Aangeleverd fragment —
• • • • •
De Nacht: het definitieve verslag

Guido Lauwaert wuift moe maar tevreden zelf de vijfde Nacht uit in een twaalfde en finaal Oostakkerse bericht.

Een verslag schrijven over je eigen initiatief. Dat lijkt me een vreemde affaire. En zeggen dat ik het nog zelf voorgesteld heb. Ik moet wel helemaal gek zijn geweest. En dat was ik ook, de laatste dagen voor de Nacht van de Poëzie. Na een aanvankelijk trage start van de voorverkoop, liep het de laatste week als een trein. Om uiteindelijk tot stilstand te komen een uur voor aanvang. Toen waren alle kaartjes de deur uit. Ruim twee en een half duizend man, technici, muzikanten, gasten, medewerkers en hun liefjes inbegrepen. Er was zelfs een man van diep in de 80 aanwezig. Ik sprak hem aan, kort voor middernacht, en hij luisterde en antwoordde, afwisselend in het Frans en het Nederlands. Hij was gratis binnengeraakt, zei hij, met een brede smile op het gezicht. Aan de ingang was hij de controleur gepasseerd door hem op gedecideerde toon en met een vinger in de lucht te zeggen dat hij zijn vrouw kwam halen.
• • • • •
Materiaal voor oefening —
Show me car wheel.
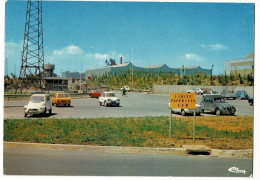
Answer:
[181,109,186,116]
[216,109,221,116]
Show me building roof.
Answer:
[142,64,165,68]
[176,66,200,69]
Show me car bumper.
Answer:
[24,109,45,115]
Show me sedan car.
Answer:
[24,94,52,117]
[221,90,237,100]
[203,91,220,96]
[169,103,201,116]
[98,91,120,107]
[88,90,102,98]
[236,90,250,100]
[200,95,236,116]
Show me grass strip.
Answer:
[4,116,253,149]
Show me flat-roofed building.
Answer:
[223,53,254,75]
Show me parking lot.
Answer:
[4,92,254,119]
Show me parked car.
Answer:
[98,91,120,107]
[120,86,130,92]
[52,93,71,107]
[169,103,201,116]
[88,90,103,98]
[187,88,205,94]
[203,91,220,96]
[221,90,237,100]
[248,98,254,106]
[200,95,236,116]
[24,94,52,117]
[236,90,250,100]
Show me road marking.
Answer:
[228,167,246,174]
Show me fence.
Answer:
[152,85,254,97]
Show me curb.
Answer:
[3,142,253,158]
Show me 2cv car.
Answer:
[200,95,236,116]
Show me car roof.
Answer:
[204,94,223,98]
[32,94,49,97]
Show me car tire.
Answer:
[181,109,186,116]
[215,108,221,116]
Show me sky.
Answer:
[5,0,255,75]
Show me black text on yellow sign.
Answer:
[170,93,196,109]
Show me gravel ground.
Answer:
[4,92,254,119]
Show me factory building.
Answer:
[42,64,69,91]
[85,63,211,77]
[61,71,86,79]
[223,53,254,75]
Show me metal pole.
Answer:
[169,109,172,139]
[193,109,196,141]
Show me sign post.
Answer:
[169,93,196,140]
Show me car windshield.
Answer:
[30,96,44,102]
[214,98,225,103]
[106,93,115,97]
[58,94,69,98]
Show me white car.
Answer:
[187,88,205,94]
[98,92,120,107]
[120,86,130,92]
[169,103,201,116]
[203,91,220,97]
[24,94,52,117]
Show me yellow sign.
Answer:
[170,93,196,109]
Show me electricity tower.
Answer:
[15,0,44,94]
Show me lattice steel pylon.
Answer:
[15,0,44,94]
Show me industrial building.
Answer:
[42,64,69,91]
[85,63,211,77]
[223,53,254,75]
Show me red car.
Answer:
[88,90,102,98]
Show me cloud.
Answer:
[184,53,204,61]
[200,43,228,51]
[53,45,84,56]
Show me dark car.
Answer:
[236,90,250,100]
[248,98,254,106]
[221,90,237,100]
[200,95,236,116]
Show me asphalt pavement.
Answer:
[3,145,253,177]
[4,92,254,119]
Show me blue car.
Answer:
[236,90,250,100]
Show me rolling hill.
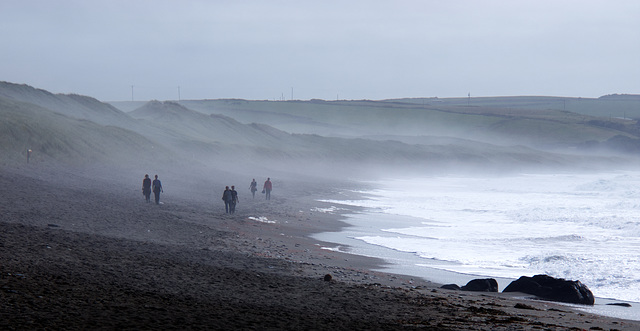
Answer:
[0,83,638,176]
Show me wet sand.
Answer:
[0,166,640,330]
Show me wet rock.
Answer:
[502,275,595,305]
[461,278,498,292]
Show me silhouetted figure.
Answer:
[262,178,273,200]
[142,175,151,202]
[249,178,258,199]
[229,186,240,214]
[222,186,233,214]
[152,175,164,205]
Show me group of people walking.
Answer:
[222,185,239,214]
[222,178,273,214]
[249,178,273,200]
[142,174,273,214]
[142,175,164,205]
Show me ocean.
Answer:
[316,172,640,319]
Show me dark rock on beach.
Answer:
[460,278,498,292]
[503,275,595,305]
[440,278,498,292]
[440,284,460,291]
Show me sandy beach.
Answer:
[0,165,640,330]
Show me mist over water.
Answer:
[318,172,640,302]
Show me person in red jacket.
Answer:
[262,178,273,200]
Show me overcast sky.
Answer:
[0,0,640,101]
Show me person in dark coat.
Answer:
[142,175,151,202]
[152,175,164,205]
[249,178,258,199]
[229,186,240,214]
[222,186,233,214]
[262,178,273,200]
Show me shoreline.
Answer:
[0,165,640,330]
[312,188,640,322]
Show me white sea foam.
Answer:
[316,172,640,302]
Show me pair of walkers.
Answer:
[249,178,273,200]
[222,186,240,214]
[142,175,164,205]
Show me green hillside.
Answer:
[0,98,170,165]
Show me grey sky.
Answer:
[0,0,640,101]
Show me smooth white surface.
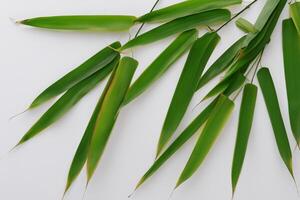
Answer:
[0,0,300,200]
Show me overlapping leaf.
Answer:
[30,42,121,108]
[282,19,300,145]
[18,57,119,145]
[257,68,294,176]
[231,84,257,194]
[121,9,231,50]
[123,29,198,105]
[138,0,242,22]
[176,95,234,188]
[87,57,138,181]
[157,32,220,156]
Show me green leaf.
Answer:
[282,19,300,145]
[157,32,220,156]
[87,57,138,182]
[290,2,300,34]
[64,59,116,194]
[176,95,234,188]
[123,29,198,105]
[136,76,246,189]
[30,42,121,109]
[137,0,242,22]
[18,57,119,145]
[257,68,293,176]
[231,84,257,194]
[255,0,286,30]
[197,36,246,90]
[121,9,231,50]
[17,15,136,31]
[235,18,258,33]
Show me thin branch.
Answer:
[134,0,160,38]
[216,0,258,32]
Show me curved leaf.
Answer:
[87,57,138,182]
[282,19,300,145]
[257,68,294,176]
[30,42,121,108]
[157,32,220,156]
[18,58,119,145]
[197,36,247,90]
[137,0,242,22]
[231,84,257,194]
[17,15,136,31]
[121,9,231,50]
[176,95,234,188]
[235,17,258,33]
[123,29,198,105]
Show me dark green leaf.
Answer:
[257,68,293,176]
[231,84,257,194]
[121,9,231,50]
[282,19,300,145]
[30,42,121,108]
[176,95,234,188]
[157,32,220,156]
[123,29,198,105]
[17,15,136,31]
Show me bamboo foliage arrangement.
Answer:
[11,0,300,198]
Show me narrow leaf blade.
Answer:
[30,42,121,108]
[17,15,136,31]
[282,19,300,145]
[176,95,234,188]
[231,84,257,194]
[157,32,220,156]
[257,68,293,176]
[123,29,198,105]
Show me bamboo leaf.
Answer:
[30,42,121,109]
[290,2,300,34]
[176,95,234,188]
[18,58,119,145]
[87,57,138,182]
[282,19,300,145]
[157,32,220,156]
[17,15,136,31]
[235,18,258,33]
[137,0,242,22]
[231,84,257,194]
[257,68,293,176]
[197,36,247,90]
[121,9,231,50]
[136,76,246,189]
[64,58,116,194]
[123,29,198,105]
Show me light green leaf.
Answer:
[30,42,121,109]
[123,29,198,105]
[157,32,220,156]
[87,57,138,182]
[136,75,246,189]
[235,17,258,33]
[137,0,242,22]
[290,2,300,34]
[18,57,119,145]
[257,68,294,177]
[197,36,247,90]
[282,19,300,145]
[65,59,119,193]
[231,84,257,194]
[176,95,234,188]
[121,9,231,50]
[17,15,136,31]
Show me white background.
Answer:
[0,0,300,200]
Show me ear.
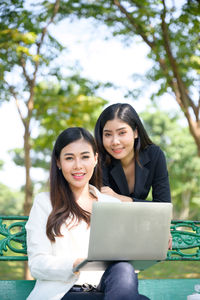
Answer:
[56,160,61,170]
[133,128,138,139]
[94,153,98,167]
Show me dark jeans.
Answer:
[61,262,150,300]
[98,262,150,300]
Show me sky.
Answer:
[0,20,176,189]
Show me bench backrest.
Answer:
[0,216,200,261]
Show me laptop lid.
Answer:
[74,202,172,271]
[88,202,172,260]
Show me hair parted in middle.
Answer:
[94,103,153,164]
[46,127,101,241]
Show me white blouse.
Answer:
[26,186,120,300]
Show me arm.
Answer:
[152,150,171,202]
[101,186,133,202]
[26,194,78,281]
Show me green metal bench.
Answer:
[0,216,200,300]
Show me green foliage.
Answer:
[61,0,200,152]
[0,183,24,215]
[141,107,200,219]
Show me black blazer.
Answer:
[102,145,171,202]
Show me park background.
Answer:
[0,0,200,279]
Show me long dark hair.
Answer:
[46,127,101,242]
[94,103,153,164]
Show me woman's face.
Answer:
[57,139,97,191]
[103,119,138,162]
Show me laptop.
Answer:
[73,202,172,272]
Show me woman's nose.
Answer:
[112,135,119,145]
[74,159,82,170]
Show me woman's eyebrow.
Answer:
[103,127,126,132]
[64,151,90,156]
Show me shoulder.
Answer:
[33,192,52,213]
[141,144,164,159]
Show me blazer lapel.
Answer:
[110,160,129,196]
[134,150,150,198]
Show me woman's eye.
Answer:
[66,156,73,160]
[83,155,90,159]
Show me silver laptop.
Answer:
• • • • •
Verplichte opdrachten —
A) Tel in de lijst hoeveel regels het woord "blazer" bevatten en geef alleen dat getal.
B) Schrijf het volgende stuk van het verslag over de Nacht van de Poëzie, aansluitend op de laatste zin.

Resultaten per opdracht —
A) 2

B)
Wie zegt dat de NvdP een flauw gedoe was, die liegt. Zowel in de zalen als achter de schermen was de sfeer uitermate goed. Natuurlijk zijn er wat wrijvingen, want de controleurs van de Vooruit zijn terecht heel streng. De veiligheid van het publiek zowel als van het gebouw moeten gegarandeerd blijven en er zijn altijd dichters en artiesten die meer gasten in hun gevolg hebben dan aanvankelijk voorzien. Die gasten – vrouwen zijn in zulke gevallen altijd in de meerderheid – maken deel uit van de act, wordt er dan gezegd. Waarheid en leugen, wat is het verschil? In de politiek als in de kunst is de waarheid leugen en de leugen waarheid. Al vind ik dat de kunstenaars beter kunnen liegen dan de politici. Als ik die laatsten bezig zie of hoor en hun uitspraken lees, vallen hun leugens en waarheden door een mand zonder bodem, terwijl de leugens van de kunstenaars zo lollig gebracht worden dat je ze met plezier voor waarheid aanneemt.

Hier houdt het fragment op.